- **AIM**: Repeat exactly each line of the data provided below.

- **LISTING**:
—————
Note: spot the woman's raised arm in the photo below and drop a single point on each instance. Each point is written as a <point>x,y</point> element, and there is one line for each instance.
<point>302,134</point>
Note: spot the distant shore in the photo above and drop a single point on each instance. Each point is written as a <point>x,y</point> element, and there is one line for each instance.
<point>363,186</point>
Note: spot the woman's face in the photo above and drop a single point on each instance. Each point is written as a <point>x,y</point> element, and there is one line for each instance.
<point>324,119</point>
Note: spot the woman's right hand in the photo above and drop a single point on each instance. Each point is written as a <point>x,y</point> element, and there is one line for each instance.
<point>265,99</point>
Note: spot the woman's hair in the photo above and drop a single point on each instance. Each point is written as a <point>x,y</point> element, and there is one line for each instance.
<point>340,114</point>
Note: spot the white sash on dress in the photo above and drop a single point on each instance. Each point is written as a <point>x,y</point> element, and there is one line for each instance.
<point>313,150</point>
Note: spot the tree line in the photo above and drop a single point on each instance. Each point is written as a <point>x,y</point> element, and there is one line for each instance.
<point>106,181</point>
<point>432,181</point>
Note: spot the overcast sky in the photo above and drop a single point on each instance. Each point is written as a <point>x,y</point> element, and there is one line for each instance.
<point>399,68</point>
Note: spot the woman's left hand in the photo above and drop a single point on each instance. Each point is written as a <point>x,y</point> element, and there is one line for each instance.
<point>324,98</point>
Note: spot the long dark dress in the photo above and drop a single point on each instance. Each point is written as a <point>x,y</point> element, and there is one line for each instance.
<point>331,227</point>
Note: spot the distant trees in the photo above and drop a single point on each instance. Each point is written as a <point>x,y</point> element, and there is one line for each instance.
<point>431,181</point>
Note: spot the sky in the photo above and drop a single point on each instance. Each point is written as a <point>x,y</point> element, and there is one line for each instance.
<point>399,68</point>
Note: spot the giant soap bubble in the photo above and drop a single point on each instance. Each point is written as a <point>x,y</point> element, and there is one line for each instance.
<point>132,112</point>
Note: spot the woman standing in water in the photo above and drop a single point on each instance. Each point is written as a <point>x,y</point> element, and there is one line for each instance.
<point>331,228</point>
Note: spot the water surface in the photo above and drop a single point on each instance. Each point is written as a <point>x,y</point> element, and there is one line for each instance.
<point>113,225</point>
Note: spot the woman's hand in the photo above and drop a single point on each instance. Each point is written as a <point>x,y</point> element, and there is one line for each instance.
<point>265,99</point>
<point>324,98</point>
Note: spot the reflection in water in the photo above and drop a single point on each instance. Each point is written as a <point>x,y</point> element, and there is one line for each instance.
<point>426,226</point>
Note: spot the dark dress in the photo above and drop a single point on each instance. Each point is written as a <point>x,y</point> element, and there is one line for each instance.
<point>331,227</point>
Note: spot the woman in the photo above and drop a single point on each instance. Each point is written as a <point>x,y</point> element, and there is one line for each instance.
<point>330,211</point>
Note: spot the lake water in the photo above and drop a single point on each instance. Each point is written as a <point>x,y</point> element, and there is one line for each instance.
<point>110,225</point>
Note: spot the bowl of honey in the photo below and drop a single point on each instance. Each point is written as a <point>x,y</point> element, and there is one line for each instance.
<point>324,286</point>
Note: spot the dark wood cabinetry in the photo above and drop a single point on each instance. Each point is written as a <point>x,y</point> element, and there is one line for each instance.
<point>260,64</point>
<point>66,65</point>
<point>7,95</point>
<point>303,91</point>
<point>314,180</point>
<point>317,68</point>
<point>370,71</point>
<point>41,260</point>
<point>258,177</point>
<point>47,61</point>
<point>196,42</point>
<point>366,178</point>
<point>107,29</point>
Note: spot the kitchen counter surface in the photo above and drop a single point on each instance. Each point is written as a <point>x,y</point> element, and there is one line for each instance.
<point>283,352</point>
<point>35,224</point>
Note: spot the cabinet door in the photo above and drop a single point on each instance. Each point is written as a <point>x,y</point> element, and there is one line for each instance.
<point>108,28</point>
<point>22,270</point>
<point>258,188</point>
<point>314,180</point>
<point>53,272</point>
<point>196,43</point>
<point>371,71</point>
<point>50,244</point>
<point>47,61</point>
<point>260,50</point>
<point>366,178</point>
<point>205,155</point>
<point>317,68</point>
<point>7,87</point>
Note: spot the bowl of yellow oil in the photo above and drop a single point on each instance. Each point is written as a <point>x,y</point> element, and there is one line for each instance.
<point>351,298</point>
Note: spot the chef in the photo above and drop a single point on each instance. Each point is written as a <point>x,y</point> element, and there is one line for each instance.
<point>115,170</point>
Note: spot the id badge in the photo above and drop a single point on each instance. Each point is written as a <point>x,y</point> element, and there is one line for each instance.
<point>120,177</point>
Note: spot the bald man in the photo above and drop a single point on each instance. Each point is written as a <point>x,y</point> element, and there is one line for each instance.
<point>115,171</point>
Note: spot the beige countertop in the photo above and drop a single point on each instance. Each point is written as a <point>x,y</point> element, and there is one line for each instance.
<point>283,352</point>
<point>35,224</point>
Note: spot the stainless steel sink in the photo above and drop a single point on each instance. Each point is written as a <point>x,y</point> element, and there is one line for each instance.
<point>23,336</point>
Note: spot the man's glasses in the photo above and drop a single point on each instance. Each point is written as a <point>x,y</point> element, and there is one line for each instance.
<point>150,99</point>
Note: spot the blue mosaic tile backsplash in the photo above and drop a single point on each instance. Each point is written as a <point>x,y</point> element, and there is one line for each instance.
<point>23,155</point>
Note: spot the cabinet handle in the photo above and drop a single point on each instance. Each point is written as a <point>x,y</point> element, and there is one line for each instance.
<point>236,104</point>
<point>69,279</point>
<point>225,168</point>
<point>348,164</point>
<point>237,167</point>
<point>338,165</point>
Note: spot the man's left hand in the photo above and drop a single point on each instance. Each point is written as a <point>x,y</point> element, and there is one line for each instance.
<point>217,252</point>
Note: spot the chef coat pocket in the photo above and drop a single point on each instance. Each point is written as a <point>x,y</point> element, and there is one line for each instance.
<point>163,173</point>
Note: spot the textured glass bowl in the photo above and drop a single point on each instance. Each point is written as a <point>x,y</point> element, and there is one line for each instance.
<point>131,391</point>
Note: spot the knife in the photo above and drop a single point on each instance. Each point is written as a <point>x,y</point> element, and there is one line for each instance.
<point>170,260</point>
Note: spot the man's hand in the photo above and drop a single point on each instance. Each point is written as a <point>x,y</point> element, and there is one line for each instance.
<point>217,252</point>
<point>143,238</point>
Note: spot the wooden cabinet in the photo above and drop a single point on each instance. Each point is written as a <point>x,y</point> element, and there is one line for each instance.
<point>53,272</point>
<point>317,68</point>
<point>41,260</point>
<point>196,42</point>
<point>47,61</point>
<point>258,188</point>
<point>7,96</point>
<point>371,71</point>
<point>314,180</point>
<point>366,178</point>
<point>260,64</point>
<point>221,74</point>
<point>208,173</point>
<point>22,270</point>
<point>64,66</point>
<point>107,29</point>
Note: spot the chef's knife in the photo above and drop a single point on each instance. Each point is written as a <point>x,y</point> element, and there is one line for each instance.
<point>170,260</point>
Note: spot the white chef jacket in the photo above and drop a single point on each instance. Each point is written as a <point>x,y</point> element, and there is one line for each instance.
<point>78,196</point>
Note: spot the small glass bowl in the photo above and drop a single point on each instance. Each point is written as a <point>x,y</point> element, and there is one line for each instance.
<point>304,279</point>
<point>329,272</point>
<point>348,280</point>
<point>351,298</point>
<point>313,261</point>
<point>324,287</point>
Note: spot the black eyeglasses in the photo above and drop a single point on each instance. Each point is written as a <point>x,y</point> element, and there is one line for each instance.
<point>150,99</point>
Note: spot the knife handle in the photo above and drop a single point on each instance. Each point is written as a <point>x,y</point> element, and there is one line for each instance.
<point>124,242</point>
—————
- **EXERCISE OUTPUT**:
Note: spot the woman's raised arm in the photo below and drop a single point on each instance. Each point is written as a <point>x,y</point> element, and there is one line for each instance.
<point>302,134</point>
Note: spot the distant shore in the photo above and drop a single point on each instance. Each point is written as a <point>x,y</point> element, and there is one line for each instance.
<point>363,186</point>
Note: spot the woman's face in the photo above and drop a single point on each instance. Each point is written as a <point>x,y</point> element, and there is one line for each instance.
<point>324,119</point>
Note: spot the woman's right hand in the photo above and drop a single point on each instance. Each point is written as a <point>x,y</point> element, and there is one line for each instance.
<point>265,99</point>
Note: spot the woman's hair in the photo above and drop a single point on each instance. Each point is written as a <point>x,y</point> element, and there is one line for each instance.
<point>340,114</point>
Note: spot the white sash on dress in the photo above and drop a single point on each instance. Each point is written as a <point>x,y</point> element, and there is one line for each instance.
<point>313,150</point>
Note: spot the tree line in the photo above and drop a single point on each instance. Each point is written as a <point>x,y</point> element, and there is one line for each instance.
<point>106,181</point>
<point>432,181</point>
Note: spot the overcast sky in the photo above and drop a single point on each instance. Each point is written as a <point>x,y</point> element, and there is one line for each instance.
<point>399,68</point>
Note: spot the woman's left hand in the photo above and drop a single point on each instance. Each point is written as a <point>x,y</point> element, and there is one line for each instance.
<point>324,98</point>
Note: spot the long dark dress in the photo above and drop a single point on each instance. Each point is written as a <point>x,y</point> element, and there is one line for each instance.
<point>331,227</point>
Note: spot the distant trees in the photo above and drop a single point on each instance. Each point is written as a <point>x,y</point> element, and there is one line for each instance.
<point>431,181</point>
Note: spot the sky in the photo above and drop a single point on each instance. Each point is written as a <point>x,y</point> element, and there is one line for each instance.
<point>399,68</point>
Note: spot the giant soap bubble in the photo above and drop a single point on each instance. Each point is written as a <point>x,y</point> element, and there is one line for each instance.
<point>132,112</point>
Note: spot the woman standing in water in the photo above and drop a single point on each instance. Each point is written as a <point>x,y</point> element, and there is one line for each instance.
<point>331,228</point>
Note: spot the water surface in the photo above and drop a single point on each instance. Each point is written as a <point>x,y</point> element, and there is one line for each instance.
<point>113,225</point>
Note: spot the woman's hand in the photo above and drop a single point on each instance. Each point is written as a <point>x,y</point> element, and there is one line for each instance.
<point>265,99</point>
<point>324,98</point>
Note: spot the reflection in water in the photo above and drop a single point on each instance. Each point is written as a <point>x,y</point> element, and there is one line for each instance.
<point>426,226</point>
Note: spot the dark dress in the photo above and drop a single point on each instance. Each point is written as a <point>x,y</point> element, and there is one line for each instance.
<point>331,227</point>
Note: spot the woman in the photo above and drop a single point on each instance. Each point is written as a <point>x,y</point> element, and there is one line for each instance.
<point>330,211</point>
Note: spot the lake water in the photo above and drop a single point on each instance. Each point is written as a <point>x,y</point> element, and there is one line for each instance.
<point>110,225</point>
Note: spot the bowl of honey in the photo below and drop a single point on each instance. Each point is written as a <point>x,y</point> element, and there is one line for each instance.
<point>324,286</point>
Note: spot the dark wood cabinetry in the photo above and drop a single point on each instance. Each point is written as a <point>x,y</point> element, and there is one line for each instance.
<point>260,64</point>
<point>66,65</point>
<point>7,95</point>
<point>303,91</point>
<point>314,180</point>
<point>317,68</point>
<point>370,71</point>
<point>41,260</point>
<point>258,177</point>
<point>47,61</point>
<point>196,42</point>
<point>366,178</point>
<point>107,29</point>
Note: spot the kitchen counter surface in the photo above and drop a single point on each instance. Each point is written as a <point>x,y</point> element, and there is one line for each instance.
<point>283,352</point>
<point>35,224</point>
Note: spot the cabinet door in the photo above and drop a single point on each instance. Each point is written as a <point>x,y</point> element, and there is one line for each instance.
<point>108,28</point>
<point>22,270</point>
<point>258,188</point>
<point>314,180</point>
<point>53,272</point>
<point>196,43</point>
<point>371,71</point>
<point>50,244</point>
<point>47,61</point>
<point>260,50</point>
<point>366,178</point>
<point>205,155</point>
<point>317,68</point>
<point>7,87</point>
Note: spot the bowl of yellow oil in the photo above and drop a single point on each instance. Each point is written as a <point>x,y</point> element, and there is one line for each instance.
<point>351,298</point>
Note: spot the chef in the photo above and drop a single point on each instance. Each point is written as a <point>x,y</point> element, and there is one line for each instance.
<point>115,170</point>
Note: spot the id badge in the photo above and drop a single point on each instance. Each point is written as a <point>x,y</point> element, and there is one line for each instance.
<point>120,177</point>
Note: spot the bald man in the photo above and drop a single point on each instance. Each point is written as a <point>x,y</point> element, and there is one line for each instance.
<point>115,171</point>
Note: spot the beige countertop in the photo above and drop a single point on each instance. Each point is written as a <point>x,y</point> element, and there is one line for each instance.
<point>283,352</point>
<point>35,224</point>
Note: spot the stainless steel sink in the photo above and drop a single point on each instance. Each point is written as a <point>x,y</point> element, and there is one line for each instance.
<point>23,336</point>
Note: spot the man's glasses in the photo above and drop a single point on each instance. Each point is written as a <point>x,y</point> element, and there is one line for each instance.
<point>150,99</point>
Note: spot the blue mosaic tile backsplash in the photo above and drop a single point on each instance. Each point is written as a <point>x,y</point> element, and there is one line for each instance.
<point>23,155</point>
Note: spot the cabinet handle in the photo above and drop a single point on each instance. Each point is written as a <point>x,y</point> element, and there is one line for each instance.
<point>236,104</point>
<point>69,279</point>
<point>225,168</point>
<point>348,164</point>
<point>237,167</point>
<point>338,165</point>
Note: spot the man's left hand in the photo above and drop a single point on each instance. Each point is written as a <point>x,y</point> element, and there is one line for each instance.
<point>217,252</point>
Note: spot the chef coat pocket in the photo above and drop a single point on each instance. Each point is written as a <point>x,y</point> element, and there is one line for each instance.
<point>163,173</point>
Note: spot the textured glass bowl in the photo above and drop a single point on each instance. Each point is written as a <point>x,y</point> element, and there is one line for each instance.
<point>131,391</point>
Note: spot the knife in the photo above and drop a single point on each instance. Each point is written as a <point>x,y</point> element, and there is one line for each instance.
<point>170,260</point>
Note: spot the man's hand in the photo above and drop a single point on each instance. Each point is written as a <point>x,y</point> element, and there is one line for each instance.
<point>217,252</point>
<point>143,238</point>
Note: spot the wooden cabinet in the photo above and drop a single point on each instance. Each point is written as a <point>x,y</point> element, and there is one line for each instance.
<point>53,272</point>
<point>317,68</point>
<point>41,260</point>
<point>196,42</point>
<point>47,61</point>
<point>258,188</point>
<point>7,96</point>
<point>371,71</point>
<point>314,180</point>
<point>366,178</point>
<point>260,64</point>
<point>221,74</point>
<point>208,173</point>
<point>22,270</point>
<point>64,66</point>
<point>107,29</point>
Note: spot the chef's knife in the photo above and drop a single point on each instance. Each point is written as a <point>x,y</point> element, and there is one line for each instance.
<point>170,260</point>
Note: spot the white chef jacket in the photo above and drop a single point on each instance. Each point is written as a <point>x,y</point> element, and there is one line for each instance.
<point>78,196</point>
Note: spot the small glass bowl in the photo above and drop a single point on each instance. Each point is written as a <point>x,y</point> element, and there is one line for each instance.
<point>304,279</point>
<point>329,272</point>
<point>348,280</point>
<point>351,298</point>
<point>313,261</point>
<point>324,287</point>
Note: spot the black eyeglasses in the photo above and drop a single point on each instance. Each point is written as a <point>x,y</point> element, and there is one line for each instance.
<point>150,99</point>
Note: spot the knife handle in the photo above and drop a single point on each instance. Each point is written as a <point>x,y</point> element, and there is one line for each instance.
<point>124,242</point>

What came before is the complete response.